GIVEN TASK: Everything from the line that contains "TARGET = brick building" through the last line of the listing must be copied exactly, with both of those lines included and no others.

** Start SOURCE MATERIAL **

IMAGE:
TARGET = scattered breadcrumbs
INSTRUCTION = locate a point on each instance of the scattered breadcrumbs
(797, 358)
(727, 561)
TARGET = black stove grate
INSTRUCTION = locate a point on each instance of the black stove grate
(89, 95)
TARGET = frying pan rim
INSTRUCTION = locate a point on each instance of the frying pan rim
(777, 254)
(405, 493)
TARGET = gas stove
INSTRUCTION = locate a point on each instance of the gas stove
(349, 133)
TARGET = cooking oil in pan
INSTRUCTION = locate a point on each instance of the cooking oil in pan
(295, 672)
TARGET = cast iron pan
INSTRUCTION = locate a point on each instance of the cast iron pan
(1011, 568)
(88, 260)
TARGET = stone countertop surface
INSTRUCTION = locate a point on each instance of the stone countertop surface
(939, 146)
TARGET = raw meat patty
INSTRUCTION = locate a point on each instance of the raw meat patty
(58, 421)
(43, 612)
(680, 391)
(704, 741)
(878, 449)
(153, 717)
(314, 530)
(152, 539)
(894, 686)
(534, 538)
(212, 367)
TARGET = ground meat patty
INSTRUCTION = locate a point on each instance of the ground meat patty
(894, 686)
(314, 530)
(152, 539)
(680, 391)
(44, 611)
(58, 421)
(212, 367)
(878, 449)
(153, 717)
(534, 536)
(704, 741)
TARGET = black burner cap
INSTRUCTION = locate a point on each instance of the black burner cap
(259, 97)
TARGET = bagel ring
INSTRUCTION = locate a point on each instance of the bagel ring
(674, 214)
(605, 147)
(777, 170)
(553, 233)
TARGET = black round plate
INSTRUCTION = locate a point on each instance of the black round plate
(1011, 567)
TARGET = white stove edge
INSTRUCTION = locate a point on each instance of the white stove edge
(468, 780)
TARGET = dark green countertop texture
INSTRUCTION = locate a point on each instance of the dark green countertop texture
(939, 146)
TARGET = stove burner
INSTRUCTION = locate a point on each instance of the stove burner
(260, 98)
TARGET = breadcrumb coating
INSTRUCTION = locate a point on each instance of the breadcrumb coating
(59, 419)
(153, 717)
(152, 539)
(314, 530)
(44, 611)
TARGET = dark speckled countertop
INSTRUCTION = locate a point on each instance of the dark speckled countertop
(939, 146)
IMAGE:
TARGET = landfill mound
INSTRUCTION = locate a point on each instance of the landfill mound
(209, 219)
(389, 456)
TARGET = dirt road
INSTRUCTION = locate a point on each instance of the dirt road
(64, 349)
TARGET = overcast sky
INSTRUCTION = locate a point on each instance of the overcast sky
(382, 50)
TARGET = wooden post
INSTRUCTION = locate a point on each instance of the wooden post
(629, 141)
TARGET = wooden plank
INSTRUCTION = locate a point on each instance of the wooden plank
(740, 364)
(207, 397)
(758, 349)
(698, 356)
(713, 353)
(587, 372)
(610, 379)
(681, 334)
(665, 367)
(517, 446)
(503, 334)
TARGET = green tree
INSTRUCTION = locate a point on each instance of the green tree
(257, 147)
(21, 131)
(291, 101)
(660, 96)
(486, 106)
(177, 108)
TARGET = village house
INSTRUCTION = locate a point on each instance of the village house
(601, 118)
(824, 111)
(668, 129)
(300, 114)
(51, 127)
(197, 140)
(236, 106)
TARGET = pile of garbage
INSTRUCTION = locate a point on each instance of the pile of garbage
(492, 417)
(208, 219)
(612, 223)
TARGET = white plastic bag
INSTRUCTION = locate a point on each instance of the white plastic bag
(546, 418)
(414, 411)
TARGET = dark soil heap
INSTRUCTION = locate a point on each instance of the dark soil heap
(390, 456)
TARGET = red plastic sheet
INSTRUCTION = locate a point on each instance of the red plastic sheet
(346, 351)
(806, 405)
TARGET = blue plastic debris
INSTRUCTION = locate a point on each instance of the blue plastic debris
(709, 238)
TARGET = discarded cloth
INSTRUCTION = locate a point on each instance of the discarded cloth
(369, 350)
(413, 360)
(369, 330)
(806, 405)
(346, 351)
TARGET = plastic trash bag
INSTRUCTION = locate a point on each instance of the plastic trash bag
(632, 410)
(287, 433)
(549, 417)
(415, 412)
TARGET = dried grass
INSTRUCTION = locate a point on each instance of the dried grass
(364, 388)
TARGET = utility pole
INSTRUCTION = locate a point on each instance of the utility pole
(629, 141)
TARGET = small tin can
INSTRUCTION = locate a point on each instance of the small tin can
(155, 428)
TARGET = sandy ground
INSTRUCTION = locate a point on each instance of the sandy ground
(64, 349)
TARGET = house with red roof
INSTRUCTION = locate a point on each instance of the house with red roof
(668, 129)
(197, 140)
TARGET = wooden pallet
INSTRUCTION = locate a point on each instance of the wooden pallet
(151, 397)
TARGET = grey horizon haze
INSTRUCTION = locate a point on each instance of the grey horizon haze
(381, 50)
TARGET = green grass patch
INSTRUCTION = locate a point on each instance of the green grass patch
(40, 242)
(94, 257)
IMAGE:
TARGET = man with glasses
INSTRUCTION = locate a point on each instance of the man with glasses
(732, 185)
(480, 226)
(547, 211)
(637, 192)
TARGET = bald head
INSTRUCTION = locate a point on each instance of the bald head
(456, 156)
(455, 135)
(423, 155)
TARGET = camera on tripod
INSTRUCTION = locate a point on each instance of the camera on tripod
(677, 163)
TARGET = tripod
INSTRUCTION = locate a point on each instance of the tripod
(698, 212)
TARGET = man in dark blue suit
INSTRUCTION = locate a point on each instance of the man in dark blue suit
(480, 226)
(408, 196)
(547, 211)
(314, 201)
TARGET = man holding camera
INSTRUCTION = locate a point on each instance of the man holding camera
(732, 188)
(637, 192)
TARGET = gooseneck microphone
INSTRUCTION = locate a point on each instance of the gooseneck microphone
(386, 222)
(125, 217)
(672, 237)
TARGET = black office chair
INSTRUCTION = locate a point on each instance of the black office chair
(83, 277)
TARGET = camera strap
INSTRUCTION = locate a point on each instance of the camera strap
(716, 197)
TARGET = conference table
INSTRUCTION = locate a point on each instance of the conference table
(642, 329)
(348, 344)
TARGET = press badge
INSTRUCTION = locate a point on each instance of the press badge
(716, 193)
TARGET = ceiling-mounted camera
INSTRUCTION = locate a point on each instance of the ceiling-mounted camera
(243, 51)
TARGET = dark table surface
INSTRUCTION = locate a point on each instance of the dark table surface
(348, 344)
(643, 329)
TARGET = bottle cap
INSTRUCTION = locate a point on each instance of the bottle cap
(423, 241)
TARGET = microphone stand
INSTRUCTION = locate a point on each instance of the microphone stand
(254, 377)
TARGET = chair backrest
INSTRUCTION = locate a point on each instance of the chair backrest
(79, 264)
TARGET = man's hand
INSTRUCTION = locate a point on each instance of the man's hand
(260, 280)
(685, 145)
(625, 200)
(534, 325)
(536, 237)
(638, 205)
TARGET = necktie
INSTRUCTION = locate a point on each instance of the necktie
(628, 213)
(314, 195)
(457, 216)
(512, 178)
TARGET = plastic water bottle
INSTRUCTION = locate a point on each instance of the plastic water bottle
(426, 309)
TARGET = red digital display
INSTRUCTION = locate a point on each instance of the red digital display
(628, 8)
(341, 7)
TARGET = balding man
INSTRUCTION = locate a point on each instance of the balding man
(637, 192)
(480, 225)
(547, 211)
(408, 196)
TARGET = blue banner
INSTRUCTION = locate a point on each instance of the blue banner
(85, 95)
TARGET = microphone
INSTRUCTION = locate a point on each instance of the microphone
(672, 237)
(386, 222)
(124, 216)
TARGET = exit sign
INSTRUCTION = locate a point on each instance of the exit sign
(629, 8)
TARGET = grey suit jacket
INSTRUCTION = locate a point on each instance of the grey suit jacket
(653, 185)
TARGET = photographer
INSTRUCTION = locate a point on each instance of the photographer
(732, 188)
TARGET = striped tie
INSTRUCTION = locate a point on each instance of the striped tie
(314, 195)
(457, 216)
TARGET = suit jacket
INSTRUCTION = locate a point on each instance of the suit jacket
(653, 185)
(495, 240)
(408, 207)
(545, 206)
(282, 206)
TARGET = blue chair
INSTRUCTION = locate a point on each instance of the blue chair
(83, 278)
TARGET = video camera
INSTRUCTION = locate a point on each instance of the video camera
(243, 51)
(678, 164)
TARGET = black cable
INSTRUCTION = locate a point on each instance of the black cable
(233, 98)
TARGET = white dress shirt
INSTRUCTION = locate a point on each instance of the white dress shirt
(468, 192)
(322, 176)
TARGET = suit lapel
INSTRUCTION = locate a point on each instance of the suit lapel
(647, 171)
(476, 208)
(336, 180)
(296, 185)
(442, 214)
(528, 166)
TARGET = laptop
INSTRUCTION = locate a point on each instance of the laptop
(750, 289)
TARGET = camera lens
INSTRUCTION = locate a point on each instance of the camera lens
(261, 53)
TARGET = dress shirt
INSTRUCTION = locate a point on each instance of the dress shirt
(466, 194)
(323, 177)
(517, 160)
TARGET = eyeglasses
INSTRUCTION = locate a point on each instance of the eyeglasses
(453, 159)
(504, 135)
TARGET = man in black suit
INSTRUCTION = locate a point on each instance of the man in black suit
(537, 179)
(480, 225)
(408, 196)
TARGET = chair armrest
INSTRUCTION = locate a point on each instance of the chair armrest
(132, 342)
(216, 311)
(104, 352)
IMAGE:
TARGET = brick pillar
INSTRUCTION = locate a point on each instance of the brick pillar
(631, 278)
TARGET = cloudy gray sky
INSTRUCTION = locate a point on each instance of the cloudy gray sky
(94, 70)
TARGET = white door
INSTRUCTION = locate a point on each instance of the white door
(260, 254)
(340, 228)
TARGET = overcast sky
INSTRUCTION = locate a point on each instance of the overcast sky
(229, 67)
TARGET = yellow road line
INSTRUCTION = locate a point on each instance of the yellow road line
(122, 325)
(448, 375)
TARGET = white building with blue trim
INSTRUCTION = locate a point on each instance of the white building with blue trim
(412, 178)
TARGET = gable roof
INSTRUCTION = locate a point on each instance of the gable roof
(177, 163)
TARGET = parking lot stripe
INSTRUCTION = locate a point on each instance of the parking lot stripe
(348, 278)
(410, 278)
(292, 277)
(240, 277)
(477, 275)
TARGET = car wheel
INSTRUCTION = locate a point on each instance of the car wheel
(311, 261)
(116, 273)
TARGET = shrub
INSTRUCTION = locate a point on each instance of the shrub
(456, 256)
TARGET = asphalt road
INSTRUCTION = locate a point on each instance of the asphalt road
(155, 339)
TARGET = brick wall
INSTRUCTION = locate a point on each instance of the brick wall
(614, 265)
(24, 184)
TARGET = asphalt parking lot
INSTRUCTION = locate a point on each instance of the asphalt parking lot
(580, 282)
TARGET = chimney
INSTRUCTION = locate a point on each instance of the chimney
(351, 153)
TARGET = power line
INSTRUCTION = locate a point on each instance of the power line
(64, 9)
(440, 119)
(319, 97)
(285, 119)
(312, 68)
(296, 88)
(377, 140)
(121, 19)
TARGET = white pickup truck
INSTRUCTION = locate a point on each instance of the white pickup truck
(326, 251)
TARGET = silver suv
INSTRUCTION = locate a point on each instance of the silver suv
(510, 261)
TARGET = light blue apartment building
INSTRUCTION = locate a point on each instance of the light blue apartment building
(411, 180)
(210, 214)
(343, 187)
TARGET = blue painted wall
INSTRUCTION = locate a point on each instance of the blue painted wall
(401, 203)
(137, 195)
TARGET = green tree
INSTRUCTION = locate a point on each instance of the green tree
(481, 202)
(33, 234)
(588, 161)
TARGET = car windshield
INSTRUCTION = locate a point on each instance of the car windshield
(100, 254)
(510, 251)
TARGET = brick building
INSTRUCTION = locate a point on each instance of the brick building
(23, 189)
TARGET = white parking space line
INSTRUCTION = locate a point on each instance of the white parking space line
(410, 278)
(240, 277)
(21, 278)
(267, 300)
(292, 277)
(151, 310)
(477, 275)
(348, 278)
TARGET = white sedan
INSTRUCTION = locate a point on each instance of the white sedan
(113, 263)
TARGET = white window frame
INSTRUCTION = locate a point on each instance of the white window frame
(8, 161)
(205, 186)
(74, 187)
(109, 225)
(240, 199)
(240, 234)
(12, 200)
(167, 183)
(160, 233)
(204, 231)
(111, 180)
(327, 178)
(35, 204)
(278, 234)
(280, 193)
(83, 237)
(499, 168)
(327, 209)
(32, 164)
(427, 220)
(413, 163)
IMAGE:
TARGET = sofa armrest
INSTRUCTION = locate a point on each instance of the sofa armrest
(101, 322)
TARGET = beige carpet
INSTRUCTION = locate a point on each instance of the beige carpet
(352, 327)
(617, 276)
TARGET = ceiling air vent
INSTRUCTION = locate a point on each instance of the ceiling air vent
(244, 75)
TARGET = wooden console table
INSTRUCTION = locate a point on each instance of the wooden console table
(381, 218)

** End SOURCE MATERIAL **

WRITTEN SOLUTION:
TARGET = brick building
INSTRUCTION = locate a point on each instance of the brick building
(23, 189)
TARGET = white parking space line
INSTRUCTION = locate a point on each instance of the white parking space line
(410, 278)
(240, 277)
(21, 278)
(267, 300)
(292, 277)
(151, 310)
(477, 275)
(348, 278)
TARGET = white sedan
INSTRUCTION = locate a point on each instance of the white sedan
(113, 263)
TARGET = white window frame
INSTRUCTION = locate a point on each instance of the white window frame
(8, 161)
(205, 186)
(74, 187)
(109, 225)
(240, 199)
(240, 234)
(12, 200)
(167, 183)
(160, 233)
(204, 231)
(111, 180)
(327, 178)
(35, 204)
(278, 234)
(280, 193)
(83, 237)
(499, 168)
(327, 209)
(32, 164)
(427, 220)
(413, 163)
IMAGE:
TARGET = sofa armrest
INSTRUCTION = locate a point on each instance of the sofa armrest
(101, 322)
TARGET = beige carpet
INSTRUCTION = locate a point on each instance of the beige carpet
(352, 327)
(617, 276)
TARGET = ceiling air vent
INSTRUCTION = locate a point on each instance of the ceiling air vent
(244, 75)
TARGET = wooden console table
INSTRUCTION = locate a point on each instance of the wooden console table
(381, 218)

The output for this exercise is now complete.